━━━ SUPPLIED PASSAGE ━━━
Regan also has football experience on his CV having overseen the strategy that turned the old first - née second - division of English football into the Championsip.

He’s certainly got an interesting job ahead. The SFA needs solutions to problems both on and off the pitch. The McLeish Report needs to be actioned or - if it is to be ignored - alternatives need to be found.

The nation is watching and waiting, demanding that some kind of change happens sooner rather than later. We’ll be expecting Stewart Regan to show us what direction he plans to take before too long.

Obviously he’ll require some time to find his feet. His first public comment were at least encouraging:

"As an outsider looking in I have seen lots of fallouts, lots of disagreements, challenges and criticisms of how things are done. There hasn't been enough focus on the common agenda."

Which raises the tantalising prospect of Regan telling George Peat to “Shut it!”

One thing he’ll need to remember in his new post though. If he fails we’re going to be “utterly and abjectly pissed off."

Time To Look Forward

A couple of days away from blogging. Busy at work, too busy to even conjure up ways of pretending to be too busy to do anything. A horrible, wicked vicious circle that.
━━━
**TASK INSTRUCTIONS:**
(A) Decide whether each statement agrees with the blog post on Stewart Regan, answering yes or no and quoting the words of the post that settle it: (i) Regan oversaw the strategy that renamed a division of English football. (ii) The writer expects Regan to act at once, with no time to settle in. (iii) The writer says the McLeish Report must either be actioned or replaced by alternatives.
(B) Answer these questions from the blog post on Stewart Regan:
(i) Where are the problems that the SFA needs solutions to?
(ii) In Regan's quoted comment, what has there not been enough focus on?
(iii) Under the heading "Time To Look Forward," how long has the writer been away from blogging?
(C) Write a continuation of the blog post on Stewart Regan, starting after its last sentence.
The lines that come after this text have nothing to do with it.
━━━ DATA RECORDS ━━━
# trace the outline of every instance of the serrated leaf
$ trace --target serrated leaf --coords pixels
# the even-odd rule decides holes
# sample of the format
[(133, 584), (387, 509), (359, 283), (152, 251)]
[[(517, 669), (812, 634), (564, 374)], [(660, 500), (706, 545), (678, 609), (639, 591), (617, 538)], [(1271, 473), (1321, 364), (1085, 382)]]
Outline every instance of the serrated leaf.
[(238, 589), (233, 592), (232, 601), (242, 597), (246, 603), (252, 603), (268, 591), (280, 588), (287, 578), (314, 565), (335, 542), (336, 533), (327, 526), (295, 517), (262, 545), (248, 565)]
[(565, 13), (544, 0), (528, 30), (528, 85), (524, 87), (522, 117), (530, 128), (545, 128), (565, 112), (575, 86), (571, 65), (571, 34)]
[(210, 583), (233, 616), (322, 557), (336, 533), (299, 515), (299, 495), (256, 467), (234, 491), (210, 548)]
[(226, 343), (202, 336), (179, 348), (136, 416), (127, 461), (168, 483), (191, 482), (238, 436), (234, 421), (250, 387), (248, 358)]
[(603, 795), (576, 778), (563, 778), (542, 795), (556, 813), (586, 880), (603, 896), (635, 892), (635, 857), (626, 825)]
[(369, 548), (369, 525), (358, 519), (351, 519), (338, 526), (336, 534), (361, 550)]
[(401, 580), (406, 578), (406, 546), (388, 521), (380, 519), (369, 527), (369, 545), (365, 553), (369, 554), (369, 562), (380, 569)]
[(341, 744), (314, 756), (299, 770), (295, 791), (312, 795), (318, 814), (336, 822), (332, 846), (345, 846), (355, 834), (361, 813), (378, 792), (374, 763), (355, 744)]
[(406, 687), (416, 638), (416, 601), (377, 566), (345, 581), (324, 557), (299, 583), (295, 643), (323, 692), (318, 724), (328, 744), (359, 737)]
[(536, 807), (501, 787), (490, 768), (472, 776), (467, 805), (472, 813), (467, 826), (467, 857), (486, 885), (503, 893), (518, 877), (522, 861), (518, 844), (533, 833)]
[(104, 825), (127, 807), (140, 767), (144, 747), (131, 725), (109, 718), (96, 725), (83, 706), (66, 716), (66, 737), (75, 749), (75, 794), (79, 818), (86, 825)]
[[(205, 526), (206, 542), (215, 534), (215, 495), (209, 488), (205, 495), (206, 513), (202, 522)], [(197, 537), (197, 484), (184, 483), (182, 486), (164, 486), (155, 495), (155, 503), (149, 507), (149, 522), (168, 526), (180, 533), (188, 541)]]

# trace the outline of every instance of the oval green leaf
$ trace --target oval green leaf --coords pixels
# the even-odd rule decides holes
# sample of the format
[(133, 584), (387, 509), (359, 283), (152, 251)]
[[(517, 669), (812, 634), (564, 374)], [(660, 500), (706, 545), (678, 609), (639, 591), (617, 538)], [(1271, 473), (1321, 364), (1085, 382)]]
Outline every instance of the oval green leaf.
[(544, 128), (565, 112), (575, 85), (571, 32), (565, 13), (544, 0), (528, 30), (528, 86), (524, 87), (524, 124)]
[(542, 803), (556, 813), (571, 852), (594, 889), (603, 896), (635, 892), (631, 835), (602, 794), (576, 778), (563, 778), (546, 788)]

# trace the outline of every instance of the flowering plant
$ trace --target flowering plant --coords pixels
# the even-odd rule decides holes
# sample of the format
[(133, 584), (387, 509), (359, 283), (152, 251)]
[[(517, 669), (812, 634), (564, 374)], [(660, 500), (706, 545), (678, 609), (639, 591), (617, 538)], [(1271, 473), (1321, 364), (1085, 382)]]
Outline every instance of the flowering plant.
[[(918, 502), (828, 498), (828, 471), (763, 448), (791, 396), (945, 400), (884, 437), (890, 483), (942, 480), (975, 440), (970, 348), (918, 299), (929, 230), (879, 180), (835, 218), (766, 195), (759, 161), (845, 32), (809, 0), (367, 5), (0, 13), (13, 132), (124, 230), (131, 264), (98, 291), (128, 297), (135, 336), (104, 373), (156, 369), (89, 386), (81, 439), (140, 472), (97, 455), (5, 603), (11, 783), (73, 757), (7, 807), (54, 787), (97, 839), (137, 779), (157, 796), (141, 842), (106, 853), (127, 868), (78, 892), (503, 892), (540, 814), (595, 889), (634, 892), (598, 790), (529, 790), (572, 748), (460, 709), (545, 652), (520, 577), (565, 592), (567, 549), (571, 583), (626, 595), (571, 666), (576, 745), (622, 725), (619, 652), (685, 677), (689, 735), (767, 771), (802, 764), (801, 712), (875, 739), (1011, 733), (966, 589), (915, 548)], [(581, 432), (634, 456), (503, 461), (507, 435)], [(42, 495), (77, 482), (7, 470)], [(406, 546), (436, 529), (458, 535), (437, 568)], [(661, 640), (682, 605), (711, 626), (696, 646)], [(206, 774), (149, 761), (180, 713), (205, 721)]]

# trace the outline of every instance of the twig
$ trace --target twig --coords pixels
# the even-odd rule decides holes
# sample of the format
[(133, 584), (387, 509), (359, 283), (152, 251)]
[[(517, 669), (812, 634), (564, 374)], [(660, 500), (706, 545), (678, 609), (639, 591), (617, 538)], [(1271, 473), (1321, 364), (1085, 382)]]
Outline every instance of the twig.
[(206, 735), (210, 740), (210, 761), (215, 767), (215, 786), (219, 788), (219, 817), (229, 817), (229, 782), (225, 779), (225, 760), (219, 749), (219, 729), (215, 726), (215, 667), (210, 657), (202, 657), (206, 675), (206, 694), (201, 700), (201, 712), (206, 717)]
━━━
━━━ DATA RECORDS ━━━
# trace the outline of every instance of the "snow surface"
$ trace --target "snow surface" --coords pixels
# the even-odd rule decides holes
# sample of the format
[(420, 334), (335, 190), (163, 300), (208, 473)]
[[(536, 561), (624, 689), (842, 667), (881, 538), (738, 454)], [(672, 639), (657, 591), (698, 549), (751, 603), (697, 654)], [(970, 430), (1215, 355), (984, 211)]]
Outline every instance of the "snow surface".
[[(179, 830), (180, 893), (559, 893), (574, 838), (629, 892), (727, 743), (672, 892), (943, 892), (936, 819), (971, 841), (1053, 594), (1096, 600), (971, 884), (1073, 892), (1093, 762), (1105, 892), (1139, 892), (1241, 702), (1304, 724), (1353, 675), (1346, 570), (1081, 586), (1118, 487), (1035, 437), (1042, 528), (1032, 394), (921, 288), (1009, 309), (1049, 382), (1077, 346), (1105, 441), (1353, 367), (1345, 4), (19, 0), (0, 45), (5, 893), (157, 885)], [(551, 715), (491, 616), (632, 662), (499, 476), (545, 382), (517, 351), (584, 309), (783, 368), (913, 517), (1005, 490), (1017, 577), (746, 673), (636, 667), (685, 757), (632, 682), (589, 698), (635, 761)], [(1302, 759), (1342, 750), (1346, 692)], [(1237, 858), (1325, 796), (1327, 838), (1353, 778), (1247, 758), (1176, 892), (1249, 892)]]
━━━
**ANSWERS TO EACH TASK:**
(A)
(i) Yes: "overseen the strategy that turned the old first - née second - division of English football"
(ii) No: "Obviously he’ll require some time to find his feet."
(iii) Yes: "The McLeish Report needs to be actioned or - if it is to be ignored - alternatives need to be found."

(B)
(i) Both on and off the pitch.
(ii) The common agenda.
(iii) A couple of days.

(C)
It’s maybe just as well. I’ve been getting withdrawal symptoms since the end of the World Cup. We moan - and I moan more than anyone - about Scottish football. But I’m beginning to miss it.

We’ve had a few European ties of course, but it remains difficult to get excited about these European qualifiers. I think it’s the dull inevitability that at least one of our teams will encounter a disastrous result and then blame it on the early season start.

Really? We’ve been stuck playing these games for years now. Rethink your preparation instead of wandering into them like a punch drunk boxer wandering into a flurry of left hooks.

No, this is the football blogger’s downtime. Well, this football blogger anyway.

So time ticks slowly by. And the strange thing is you begin to look forward to new season. It’s not a shouting it from the rooftops excitement - this remains the SPL - but there’s certainly more anticipation than you would have expected back in May.

A Scotland qualifying campaign with a new manager and, one would expect, a reasonably new look side. Including the world’s best team strutting their stuff at Hampden. Bring it on.

Are Celtic transformed as well as revamped? Can a depleted Rangers remain stoic in their title defence? Are Dundee United ready to take another step forward?

Are Hearts or Hibs gearing up to declare themselves the “third force?” Can Danny Lennon, Terry Butcher or Mixu spring a surpise and silence the doubters with a charge up the table?

Can one of our teams ignore recent experience and get a bit of momentum going in Europe? A Rangers run in the Champion’s League or United, Hibs or Motherwell bringing the Europa group stage back to Scotland.

Because football’s downtime is also a time of endless possibilities, a time to ignore the lessons of history and allow ourselves to dream.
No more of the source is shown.